**Problem description:**
Answer these questions from the game show sketch transcript below:
1. Which channel does the announcer say viewers are watching?
2. Which cast member plays Jeremy?
3. If Michael wins, what must his mom stop sending him?

**Selected excerpt:**
=== Begin Enclosure ===

SNL Transcripts: Charlize Theron: 05/10/14: Come Do A Game Show with Your Mom.



 Saturday Night Live Transcripts


  Season 39: Episode 20












13t: Charlize Theron / Coldplay

Come Do A Game Show with Your Mom.

Joan Pendek…..Kate Mckinnon
Michael…..Brooks Wheelan
Jeremy…..Kyle Mooney
Trish…..Charlize Theron
Linda…..Aidy Bryant
Dad…..Bobby Moynihan

Announcer: You’re watching the Hallmark Channel. Up next, it’s our annual Mother’s Day Game Show. That’s right. It’s time for “Come Do A Game Show with Your Mom. It’ll Be Fun. Yes It Will!” And here’s your host and mom extraordinare, Joan Pendek.

Joan Pendek: Okay, Okay. Oh man. Hey there, happy Mother’s Day. Welcome to the game. This is the show where three contestants, aka my kids prove how well they know their mom. Hi, guys!

Michael: Hey mom.

Jeremy: I don’t wanna be here!

Joan Pendek: Yes you do, it’s fun. It’s fun. Okay. As always I let my kids pick what prizes they wanted to play for. Let’s find out what they are. Michael?

Michael: If I win, you have to stop sending me recommendations from Angie’s list.

Joan Pendek: Tough prize. Right out the gate. Okay. Jeremy, what you got?

Jeremy: If I win, you have to let me get ear gauges.

=== End Enclosure ===

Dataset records
=== Begin Enclosure ===

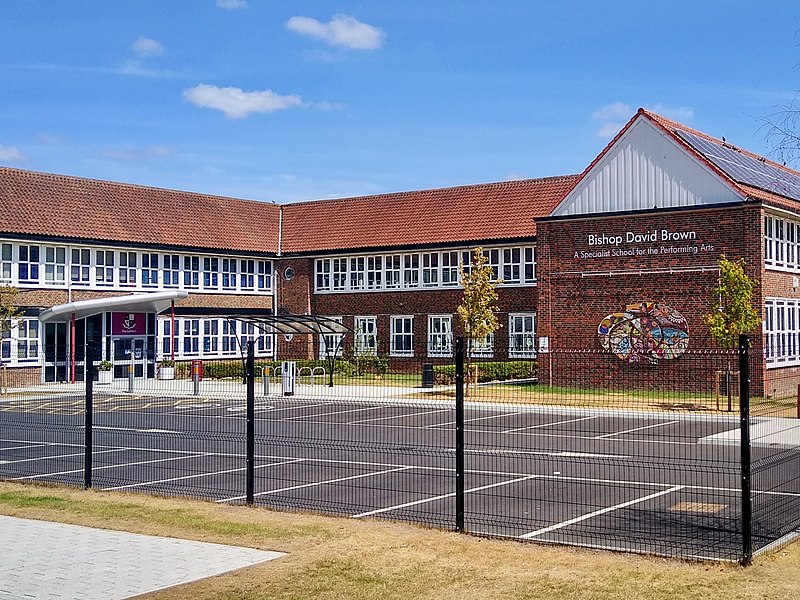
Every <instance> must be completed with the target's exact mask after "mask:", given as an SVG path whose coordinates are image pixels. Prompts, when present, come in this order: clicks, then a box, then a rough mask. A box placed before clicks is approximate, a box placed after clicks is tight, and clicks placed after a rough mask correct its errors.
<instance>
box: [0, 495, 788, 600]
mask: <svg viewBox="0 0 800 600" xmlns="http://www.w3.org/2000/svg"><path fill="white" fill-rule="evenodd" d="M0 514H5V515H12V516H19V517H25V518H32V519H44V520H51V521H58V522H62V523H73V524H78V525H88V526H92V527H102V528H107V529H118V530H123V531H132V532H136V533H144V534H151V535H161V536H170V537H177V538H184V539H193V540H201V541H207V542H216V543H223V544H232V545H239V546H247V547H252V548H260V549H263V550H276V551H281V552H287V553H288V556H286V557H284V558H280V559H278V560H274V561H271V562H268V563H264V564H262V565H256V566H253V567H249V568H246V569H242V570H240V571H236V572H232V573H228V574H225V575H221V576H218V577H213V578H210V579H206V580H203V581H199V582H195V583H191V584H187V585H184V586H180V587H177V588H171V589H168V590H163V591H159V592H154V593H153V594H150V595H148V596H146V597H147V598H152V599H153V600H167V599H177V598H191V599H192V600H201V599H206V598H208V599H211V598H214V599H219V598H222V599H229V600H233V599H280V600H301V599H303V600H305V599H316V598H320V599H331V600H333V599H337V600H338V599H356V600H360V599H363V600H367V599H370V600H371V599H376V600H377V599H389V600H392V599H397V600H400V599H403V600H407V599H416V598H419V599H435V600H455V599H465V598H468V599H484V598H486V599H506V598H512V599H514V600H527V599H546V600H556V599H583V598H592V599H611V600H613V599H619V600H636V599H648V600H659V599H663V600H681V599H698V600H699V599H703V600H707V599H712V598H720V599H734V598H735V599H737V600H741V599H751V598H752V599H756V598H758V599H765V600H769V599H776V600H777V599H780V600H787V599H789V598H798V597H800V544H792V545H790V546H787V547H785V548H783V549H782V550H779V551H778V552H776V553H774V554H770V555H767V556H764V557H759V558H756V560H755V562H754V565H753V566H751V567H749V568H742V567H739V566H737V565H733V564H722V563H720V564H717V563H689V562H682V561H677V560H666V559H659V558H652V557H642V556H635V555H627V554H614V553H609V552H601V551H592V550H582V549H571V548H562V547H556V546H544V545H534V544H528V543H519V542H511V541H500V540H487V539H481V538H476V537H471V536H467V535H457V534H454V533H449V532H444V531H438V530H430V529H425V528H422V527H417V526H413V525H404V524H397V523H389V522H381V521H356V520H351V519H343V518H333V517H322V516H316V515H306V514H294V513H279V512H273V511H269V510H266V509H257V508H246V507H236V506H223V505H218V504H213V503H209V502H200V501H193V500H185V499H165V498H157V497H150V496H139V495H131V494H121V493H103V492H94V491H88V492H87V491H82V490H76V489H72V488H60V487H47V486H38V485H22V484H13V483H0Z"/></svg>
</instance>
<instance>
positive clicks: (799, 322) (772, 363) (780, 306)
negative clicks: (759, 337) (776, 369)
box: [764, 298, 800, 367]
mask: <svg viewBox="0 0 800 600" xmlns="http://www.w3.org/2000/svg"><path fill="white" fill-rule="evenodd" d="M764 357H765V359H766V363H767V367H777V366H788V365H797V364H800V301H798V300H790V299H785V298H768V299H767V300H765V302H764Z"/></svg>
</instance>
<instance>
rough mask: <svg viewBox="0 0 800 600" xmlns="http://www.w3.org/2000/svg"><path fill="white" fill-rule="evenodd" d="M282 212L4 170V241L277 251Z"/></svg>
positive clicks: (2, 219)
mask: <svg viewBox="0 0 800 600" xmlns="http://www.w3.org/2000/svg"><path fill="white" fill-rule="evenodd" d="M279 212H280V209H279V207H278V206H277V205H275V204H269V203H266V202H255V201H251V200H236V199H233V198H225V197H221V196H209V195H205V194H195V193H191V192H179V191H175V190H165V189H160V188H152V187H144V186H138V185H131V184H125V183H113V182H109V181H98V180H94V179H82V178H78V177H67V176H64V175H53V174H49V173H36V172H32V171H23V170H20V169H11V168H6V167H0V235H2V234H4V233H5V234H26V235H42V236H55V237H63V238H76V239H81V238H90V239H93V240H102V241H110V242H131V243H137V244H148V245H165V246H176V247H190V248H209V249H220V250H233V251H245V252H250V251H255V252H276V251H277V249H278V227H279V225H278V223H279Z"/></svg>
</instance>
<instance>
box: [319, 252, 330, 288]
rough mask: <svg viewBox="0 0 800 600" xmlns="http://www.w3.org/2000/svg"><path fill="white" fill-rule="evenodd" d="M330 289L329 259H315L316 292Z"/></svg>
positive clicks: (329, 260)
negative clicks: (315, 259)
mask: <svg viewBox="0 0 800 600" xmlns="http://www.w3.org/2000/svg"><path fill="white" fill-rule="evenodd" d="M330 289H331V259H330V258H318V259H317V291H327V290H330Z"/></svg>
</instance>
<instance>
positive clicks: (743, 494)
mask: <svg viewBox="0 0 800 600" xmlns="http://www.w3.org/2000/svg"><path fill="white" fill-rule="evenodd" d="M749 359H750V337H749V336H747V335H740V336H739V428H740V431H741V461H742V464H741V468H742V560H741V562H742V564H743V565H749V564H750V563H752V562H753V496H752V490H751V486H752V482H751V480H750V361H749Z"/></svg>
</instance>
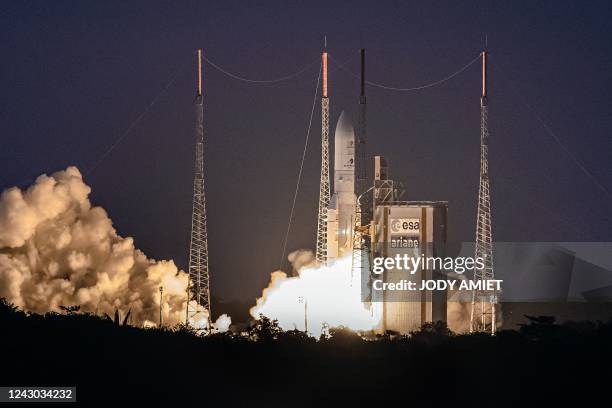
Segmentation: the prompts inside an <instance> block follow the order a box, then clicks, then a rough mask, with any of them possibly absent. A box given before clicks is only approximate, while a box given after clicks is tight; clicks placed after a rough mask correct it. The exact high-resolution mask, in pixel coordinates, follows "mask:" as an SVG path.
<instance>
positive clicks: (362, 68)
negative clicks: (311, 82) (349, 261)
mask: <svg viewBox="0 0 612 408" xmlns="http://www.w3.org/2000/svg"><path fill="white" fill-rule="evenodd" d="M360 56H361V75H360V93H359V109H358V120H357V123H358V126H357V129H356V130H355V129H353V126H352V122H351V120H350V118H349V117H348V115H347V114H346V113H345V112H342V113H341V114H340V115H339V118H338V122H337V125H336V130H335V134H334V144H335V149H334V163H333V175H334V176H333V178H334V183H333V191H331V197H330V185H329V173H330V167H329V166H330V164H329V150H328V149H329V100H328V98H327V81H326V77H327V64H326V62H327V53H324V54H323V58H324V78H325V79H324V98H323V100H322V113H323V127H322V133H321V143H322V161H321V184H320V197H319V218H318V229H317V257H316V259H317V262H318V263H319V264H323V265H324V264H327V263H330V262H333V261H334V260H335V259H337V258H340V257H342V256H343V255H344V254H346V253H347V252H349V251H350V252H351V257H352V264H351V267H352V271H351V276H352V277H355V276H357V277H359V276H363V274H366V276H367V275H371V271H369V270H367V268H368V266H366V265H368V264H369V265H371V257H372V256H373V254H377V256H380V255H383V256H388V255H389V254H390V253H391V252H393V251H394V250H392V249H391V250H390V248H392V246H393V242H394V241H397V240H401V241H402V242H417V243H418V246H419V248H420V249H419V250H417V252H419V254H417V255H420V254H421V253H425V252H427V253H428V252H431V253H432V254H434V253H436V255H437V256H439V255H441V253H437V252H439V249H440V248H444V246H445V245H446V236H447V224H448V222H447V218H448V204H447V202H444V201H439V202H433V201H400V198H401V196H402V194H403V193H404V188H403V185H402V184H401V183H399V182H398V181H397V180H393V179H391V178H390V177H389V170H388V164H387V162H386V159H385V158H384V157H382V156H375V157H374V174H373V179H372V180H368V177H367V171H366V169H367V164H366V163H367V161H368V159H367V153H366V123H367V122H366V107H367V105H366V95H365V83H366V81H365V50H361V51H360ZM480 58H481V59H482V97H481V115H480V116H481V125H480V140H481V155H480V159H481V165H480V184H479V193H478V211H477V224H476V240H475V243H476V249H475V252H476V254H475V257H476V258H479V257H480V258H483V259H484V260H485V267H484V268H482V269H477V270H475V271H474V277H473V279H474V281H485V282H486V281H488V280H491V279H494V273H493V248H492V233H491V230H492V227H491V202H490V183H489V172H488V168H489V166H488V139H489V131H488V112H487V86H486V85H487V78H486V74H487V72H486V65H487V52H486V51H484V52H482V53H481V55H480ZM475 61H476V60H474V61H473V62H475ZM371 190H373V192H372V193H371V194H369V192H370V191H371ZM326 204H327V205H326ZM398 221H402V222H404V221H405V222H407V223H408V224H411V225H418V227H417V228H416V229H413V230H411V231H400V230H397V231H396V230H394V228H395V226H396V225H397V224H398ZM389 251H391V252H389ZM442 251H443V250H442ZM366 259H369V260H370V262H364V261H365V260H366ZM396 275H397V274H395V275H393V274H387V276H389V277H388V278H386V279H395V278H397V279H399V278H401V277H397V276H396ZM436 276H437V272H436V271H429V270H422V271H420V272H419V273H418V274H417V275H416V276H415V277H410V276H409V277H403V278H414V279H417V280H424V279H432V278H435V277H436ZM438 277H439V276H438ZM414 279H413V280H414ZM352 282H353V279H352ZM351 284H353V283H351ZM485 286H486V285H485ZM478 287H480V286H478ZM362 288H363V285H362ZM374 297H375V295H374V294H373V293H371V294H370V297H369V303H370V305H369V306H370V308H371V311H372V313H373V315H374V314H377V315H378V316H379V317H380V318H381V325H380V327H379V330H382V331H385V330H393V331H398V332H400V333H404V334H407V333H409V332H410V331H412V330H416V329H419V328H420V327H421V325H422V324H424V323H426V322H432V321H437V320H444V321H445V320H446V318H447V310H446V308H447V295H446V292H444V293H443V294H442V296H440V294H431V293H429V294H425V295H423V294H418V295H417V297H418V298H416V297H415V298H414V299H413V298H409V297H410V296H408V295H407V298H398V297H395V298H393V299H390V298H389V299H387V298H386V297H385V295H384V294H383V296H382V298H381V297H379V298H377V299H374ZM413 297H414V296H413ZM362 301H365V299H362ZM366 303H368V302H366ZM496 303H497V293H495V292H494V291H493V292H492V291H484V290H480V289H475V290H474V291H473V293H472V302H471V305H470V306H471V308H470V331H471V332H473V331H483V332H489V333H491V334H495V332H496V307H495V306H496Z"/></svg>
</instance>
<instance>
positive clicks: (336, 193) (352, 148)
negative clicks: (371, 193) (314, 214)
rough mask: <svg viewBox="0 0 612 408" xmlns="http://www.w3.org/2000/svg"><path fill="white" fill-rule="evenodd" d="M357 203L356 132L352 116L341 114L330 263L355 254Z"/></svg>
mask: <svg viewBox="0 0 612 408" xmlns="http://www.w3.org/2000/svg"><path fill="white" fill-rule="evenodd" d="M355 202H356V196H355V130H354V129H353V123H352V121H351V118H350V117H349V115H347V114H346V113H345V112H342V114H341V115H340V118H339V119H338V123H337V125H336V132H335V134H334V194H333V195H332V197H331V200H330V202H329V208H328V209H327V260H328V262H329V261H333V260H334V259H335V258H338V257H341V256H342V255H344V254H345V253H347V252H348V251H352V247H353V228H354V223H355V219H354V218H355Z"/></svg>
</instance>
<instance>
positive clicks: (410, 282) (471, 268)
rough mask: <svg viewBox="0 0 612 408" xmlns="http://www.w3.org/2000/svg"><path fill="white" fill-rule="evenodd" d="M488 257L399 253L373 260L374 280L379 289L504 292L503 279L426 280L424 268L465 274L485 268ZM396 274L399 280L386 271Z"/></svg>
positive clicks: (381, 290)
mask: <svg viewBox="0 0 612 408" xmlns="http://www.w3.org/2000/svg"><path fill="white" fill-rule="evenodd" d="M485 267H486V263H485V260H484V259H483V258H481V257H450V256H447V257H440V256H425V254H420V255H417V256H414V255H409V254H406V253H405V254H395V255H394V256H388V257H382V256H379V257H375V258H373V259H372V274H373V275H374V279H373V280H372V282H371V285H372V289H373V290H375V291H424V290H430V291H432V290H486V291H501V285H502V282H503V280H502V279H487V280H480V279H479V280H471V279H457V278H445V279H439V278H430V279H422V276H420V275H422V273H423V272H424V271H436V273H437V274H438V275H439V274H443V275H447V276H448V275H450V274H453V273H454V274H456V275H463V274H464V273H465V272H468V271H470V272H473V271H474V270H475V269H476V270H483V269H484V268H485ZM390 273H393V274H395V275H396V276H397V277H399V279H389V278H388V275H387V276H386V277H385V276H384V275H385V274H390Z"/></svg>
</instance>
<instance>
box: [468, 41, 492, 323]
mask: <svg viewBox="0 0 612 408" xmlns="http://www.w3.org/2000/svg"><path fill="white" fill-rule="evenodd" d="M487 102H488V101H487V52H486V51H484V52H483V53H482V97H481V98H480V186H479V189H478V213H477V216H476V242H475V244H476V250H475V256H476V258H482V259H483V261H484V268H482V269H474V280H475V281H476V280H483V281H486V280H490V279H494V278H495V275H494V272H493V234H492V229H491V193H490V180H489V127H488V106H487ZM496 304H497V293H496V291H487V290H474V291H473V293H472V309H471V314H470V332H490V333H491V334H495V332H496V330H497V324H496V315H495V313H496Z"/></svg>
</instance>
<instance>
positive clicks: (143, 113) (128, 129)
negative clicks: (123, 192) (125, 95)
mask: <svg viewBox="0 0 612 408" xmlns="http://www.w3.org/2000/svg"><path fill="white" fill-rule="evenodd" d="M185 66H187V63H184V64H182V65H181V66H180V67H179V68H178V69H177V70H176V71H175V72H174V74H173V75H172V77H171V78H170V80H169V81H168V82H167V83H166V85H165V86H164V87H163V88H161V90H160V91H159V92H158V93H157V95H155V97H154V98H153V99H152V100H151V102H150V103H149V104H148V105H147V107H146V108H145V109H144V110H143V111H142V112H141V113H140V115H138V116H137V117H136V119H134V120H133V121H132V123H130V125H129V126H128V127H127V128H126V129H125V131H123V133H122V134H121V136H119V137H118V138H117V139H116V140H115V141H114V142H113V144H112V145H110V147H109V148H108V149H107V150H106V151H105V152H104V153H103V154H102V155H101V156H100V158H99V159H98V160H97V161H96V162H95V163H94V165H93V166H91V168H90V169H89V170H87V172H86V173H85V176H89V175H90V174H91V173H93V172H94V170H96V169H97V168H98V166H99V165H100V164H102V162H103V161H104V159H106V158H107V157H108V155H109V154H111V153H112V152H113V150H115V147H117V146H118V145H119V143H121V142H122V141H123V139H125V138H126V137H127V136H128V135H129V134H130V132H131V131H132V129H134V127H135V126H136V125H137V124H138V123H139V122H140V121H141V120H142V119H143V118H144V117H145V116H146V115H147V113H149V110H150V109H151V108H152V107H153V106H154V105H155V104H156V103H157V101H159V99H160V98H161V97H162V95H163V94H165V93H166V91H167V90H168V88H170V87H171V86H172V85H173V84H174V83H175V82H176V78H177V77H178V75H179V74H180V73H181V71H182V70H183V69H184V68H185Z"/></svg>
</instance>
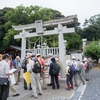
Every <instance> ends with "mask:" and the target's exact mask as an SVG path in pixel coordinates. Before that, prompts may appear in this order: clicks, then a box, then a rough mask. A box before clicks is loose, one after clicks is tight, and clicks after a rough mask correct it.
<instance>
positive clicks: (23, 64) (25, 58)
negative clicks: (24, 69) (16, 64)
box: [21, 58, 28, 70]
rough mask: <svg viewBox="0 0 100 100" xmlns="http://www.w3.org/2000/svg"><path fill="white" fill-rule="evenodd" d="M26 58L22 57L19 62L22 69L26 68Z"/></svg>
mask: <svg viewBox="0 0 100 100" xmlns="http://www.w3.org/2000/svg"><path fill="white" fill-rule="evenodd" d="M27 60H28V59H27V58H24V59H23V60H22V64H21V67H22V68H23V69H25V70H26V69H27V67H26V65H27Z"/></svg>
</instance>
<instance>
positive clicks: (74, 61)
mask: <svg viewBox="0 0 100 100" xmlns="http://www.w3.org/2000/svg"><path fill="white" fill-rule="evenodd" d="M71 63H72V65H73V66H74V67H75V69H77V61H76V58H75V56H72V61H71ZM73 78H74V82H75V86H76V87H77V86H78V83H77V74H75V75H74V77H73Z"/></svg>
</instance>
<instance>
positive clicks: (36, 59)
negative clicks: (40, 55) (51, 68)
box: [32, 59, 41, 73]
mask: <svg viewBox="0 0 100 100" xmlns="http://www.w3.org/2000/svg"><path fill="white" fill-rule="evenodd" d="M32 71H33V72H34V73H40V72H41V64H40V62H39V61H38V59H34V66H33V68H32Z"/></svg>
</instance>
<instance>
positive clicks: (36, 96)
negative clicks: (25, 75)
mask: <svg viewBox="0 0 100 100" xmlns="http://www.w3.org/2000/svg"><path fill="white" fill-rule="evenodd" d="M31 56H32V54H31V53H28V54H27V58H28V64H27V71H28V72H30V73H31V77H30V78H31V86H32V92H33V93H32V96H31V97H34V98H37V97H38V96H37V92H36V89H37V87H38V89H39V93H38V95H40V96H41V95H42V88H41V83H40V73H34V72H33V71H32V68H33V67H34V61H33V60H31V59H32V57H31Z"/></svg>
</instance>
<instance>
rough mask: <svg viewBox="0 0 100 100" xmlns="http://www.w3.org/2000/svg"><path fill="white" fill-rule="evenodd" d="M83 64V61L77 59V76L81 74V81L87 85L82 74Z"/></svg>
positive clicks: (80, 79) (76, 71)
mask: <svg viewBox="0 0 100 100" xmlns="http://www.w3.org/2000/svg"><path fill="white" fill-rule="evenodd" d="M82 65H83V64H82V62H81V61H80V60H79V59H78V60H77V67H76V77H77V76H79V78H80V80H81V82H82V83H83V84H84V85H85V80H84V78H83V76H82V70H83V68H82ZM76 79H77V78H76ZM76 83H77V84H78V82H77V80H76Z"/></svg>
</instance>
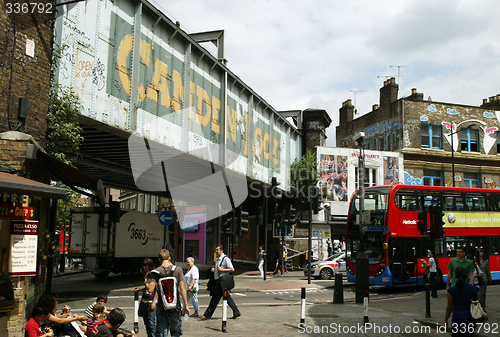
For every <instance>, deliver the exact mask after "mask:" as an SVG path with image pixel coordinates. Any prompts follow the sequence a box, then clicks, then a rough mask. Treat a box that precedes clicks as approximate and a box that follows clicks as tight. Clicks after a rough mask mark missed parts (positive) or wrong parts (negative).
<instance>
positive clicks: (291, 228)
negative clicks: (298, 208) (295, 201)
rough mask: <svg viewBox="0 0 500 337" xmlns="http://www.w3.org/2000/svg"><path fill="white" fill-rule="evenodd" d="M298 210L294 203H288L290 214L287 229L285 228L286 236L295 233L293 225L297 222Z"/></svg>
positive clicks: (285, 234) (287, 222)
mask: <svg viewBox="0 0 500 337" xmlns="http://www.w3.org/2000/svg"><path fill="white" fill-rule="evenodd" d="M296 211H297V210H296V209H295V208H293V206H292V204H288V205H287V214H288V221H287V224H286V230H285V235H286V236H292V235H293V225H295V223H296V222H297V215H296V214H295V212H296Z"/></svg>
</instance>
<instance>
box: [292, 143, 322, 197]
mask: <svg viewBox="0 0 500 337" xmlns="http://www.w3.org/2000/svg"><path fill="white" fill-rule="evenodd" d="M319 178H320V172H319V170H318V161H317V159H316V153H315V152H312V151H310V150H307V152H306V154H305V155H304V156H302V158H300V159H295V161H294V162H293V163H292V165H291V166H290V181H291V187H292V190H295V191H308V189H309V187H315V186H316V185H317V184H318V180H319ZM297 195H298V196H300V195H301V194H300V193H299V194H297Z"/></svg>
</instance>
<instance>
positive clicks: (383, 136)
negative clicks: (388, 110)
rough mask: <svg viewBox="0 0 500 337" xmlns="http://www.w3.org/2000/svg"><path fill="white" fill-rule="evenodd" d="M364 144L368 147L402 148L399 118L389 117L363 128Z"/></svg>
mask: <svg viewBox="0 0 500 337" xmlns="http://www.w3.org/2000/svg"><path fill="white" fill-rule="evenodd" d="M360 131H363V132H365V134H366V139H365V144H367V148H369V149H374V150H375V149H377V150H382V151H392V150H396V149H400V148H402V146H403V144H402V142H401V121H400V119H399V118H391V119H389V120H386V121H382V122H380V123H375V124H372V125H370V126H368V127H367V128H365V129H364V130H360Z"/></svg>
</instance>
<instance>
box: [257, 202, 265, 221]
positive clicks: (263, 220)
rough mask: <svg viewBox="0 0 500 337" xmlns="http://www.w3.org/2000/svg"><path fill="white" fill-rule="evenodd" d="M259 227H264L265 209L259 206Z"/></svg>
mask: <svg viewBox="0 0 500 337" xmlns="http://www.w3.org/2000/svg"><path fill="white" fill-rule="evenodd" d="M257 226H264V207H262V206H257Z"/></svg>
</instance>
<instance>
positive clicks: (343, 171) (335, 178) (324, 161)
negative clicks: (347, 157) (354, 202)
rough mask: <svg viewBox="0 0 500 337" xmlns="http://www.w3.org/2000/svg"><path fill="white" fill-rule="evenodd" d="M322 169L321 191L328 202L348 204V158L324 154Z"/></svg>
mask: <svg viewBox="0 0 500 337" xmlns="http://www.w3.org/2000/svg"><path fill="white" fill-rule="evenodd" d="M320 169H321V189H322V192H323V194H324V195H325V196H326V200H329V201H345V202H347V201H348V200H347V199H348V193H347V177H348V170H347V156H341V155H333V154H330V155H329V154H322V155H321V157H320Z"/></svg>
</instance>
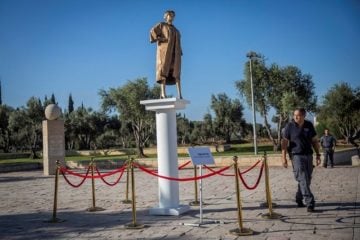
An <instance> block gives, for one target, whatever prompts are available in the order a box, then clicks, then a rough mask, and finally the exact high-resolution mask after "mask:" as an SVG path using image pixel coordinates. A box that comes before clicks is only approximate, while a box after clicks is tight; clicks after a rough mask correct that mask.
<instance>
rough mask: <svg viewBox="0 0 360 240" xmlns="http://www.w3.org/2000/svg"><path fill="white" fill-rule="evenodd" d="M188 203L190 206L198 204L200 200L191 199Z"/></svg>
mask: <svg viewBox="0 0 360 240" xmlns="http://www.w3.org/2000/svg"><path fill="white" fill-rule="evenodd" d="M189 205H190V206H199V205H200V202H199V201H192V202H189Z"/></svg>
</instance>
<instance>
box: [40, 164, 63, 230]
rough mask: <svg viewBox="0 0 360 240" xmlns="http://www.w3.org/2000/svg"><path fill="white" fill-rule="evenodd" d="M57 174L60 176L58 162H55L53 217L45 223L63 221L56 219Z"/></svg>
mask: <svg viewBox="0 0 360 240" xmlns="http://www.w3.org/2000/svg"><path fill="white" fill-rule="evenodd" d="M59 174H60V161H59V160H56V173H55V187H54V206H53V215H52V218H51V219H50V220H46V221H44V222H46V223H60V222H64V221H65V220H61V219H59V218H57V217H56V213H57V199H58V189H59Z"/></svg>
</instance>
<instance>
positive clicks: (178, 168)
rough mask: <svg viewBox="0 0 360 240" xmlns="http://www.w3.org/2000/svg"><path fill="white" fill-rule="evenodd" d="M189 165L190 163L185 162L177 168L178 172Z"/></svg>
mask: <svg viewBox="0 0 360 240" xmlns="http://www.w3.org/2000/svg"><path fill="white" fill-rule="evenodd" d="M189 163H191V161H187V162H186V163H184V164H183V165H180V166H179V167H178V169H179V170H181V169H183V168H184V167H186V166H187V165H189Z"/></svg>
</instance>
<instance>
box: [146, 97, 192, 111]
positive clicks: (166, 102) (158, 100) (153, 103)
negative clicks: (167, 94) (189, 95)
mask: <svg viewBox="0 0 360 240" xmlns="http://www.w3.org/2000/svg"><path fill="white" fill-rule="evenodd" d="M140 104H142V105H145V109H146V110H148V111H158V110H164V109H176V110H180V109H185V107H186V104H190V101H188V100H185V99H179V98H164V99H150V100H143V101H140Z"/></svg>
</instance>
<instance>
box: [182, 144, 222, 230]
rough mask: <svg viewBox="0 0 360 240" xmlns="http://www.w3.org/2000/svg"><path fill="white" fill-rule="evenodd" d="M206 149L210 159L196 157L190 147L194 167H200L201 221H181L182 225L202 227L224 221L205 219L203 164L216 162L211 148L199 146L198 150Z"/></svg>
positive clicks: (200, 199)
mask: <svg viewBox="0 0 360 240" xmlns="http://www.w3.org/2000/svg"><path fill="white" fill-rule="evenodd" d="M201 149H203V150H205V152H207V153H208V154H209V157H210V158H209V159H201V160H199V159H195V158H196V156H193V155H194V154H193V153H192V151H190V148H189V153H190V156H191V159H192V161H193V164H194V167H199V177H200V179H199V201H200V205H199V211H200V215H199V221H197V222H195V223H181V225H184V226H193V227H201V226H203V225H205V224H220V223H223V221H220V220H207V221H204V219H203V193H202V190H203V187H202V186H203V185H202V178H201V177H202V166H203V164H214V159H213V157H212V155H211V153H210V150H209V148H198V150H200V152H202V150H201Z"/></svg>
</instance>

=== End Enclosure ===

**Answer to this problem:**
1. The Hallmark Channel
2. Kyle Mooney
3. Recommendations from Angie's list